▶ [TASK DIRECTIONS]: In the account of Yettaw's visits to Aung San Suu Kyi, condense the paragraph beginning "In May 2008, Yettaw and his teenage son" into a shorter version that keeps its main facts.

▶ [DOCUMENT SECTION]:

= Beginning of Section =

Their trial began on May 18, 2009. On August 11, Yettaw was sentenced on three counts totaling seven years, including four years of hard labor. Suu Kyi was sentenced to eighteen months of house arrest. On August 14, US Senator Jim Webb arrived in Burma and successfully negotiated Yettaw's release and August 16 deportation.

Myanmar authorities asserted that Yettaw's visits were instigated by opposition groups as part of efforts to pressure and embarrass the government; however, no evidence of this ever came to light. The Myanmar government disqualified Suu Kyi from participating in the 2010 elections.

==2008 visit==

In May 2008, Yettaw and his teenage son had taken a trip to Asia. His son returned home in September to start school, but Yettaw continued on to Mae Sot, Thailand, where he took up residence in a hotel, bought a motorcycle and developed a friendship with a Thai resident. Yettaw developed a deep interest in Aung San Suu Kyi and told people that he had to bring international attention to her situation. He tried unsuccessfully to get work at Thai NGOs. In October, after having a vision that he was a defender of the oppressed, he left Mae Sot without paying any of his bills. On October 27 in Bangkok, he obtained a Myanmar visa. On November 7, he flew to Yangon, Myanmar.

On November 30, Yettaw reached Aung San Suu Kyi's home by swimming across Lake Inya. He entered the property via a culvert on University Avenue Road and Inya Myaing Road. He then made his way over a small fence behind the house, a restricted zone and without communication devices. Myanmar authorities had forbidden Aung San Suu Kyi from having contact with outsiders. His trek was successful despite her residence being surrounded by over a dozen security guards 24 hours a day, and despite the presence of police boats that frequently patrolled local waters. Yettaw was prevented by the house staff from communicating with Aung San Suu Kyi, but he stayed there for a period of longer than two days.

During this initial visit, Yettaw gave her at least six books, including The Book of Mormon, along with a letter written by Yettaw's daughter. This letter was later ripped up by Aung San Suu Kyi. She reported Yettaw's visit to her doctor who alerted authorities. Authorities took no action. He left the property via the same route he arrived. According to Yettaw, upon his departure from her house, police officers apprehended him, aimed guns at him, asked "What are you doing here?", but then let him go.

Unable to fly out of Bangkok, Thailand due to political protests involving the seizure of Suvarnabhumi International Airport, Yettaw laid over at the Highland Hotel in Mae Sot for over a month. There he spoke openly to several people about his failed attempt to see Aung San Suu Kyi and his plans to try again. During this time he frequently visited refugee schools and met the children. He was often seen with a Thai woman. He also visited the Mae Tao Clinic nearly a dozen times, where he communicated with Bo Kyi of the Assistance Association for Political Prisoners.

= End of Section =

▶ [DATASET CONTENT]:
= Beginning of Section =

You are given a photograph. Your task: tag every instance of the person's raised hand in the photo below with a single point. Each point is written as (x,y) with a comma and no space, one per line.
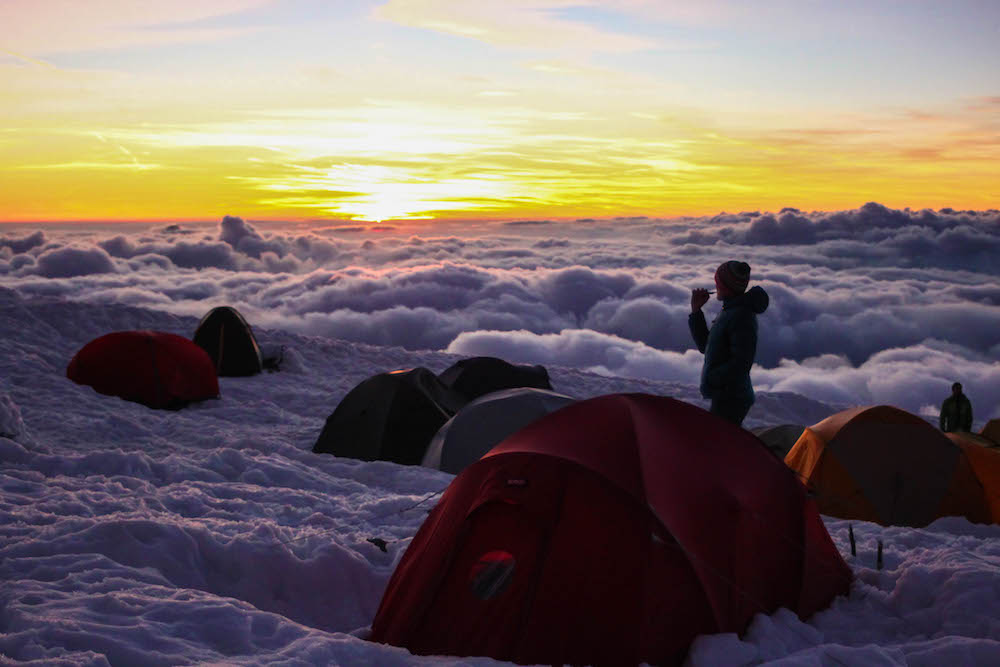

= End of Section =

▶ [EXERCISE RESPONSE]: In May 2008, Yettaw traveled to Asia with his teenage son, who returned home in September for school. Yettaw went on to Mae Sot, Thailand. There he lived in a hotel, bought a motorcycle, befriended a Thai resident and sought work at Thai NGOs without success. Having developed a deep interest in Aung San Suu Kyi, he said he had to bring international attention to her situation. In October, after a vision of himself as a defender of the oppressed, he left Mae Sot with his bills unpaid. He obtained a Myanmar visa in Bangkok on October 27 and flew to Yangon on November 7.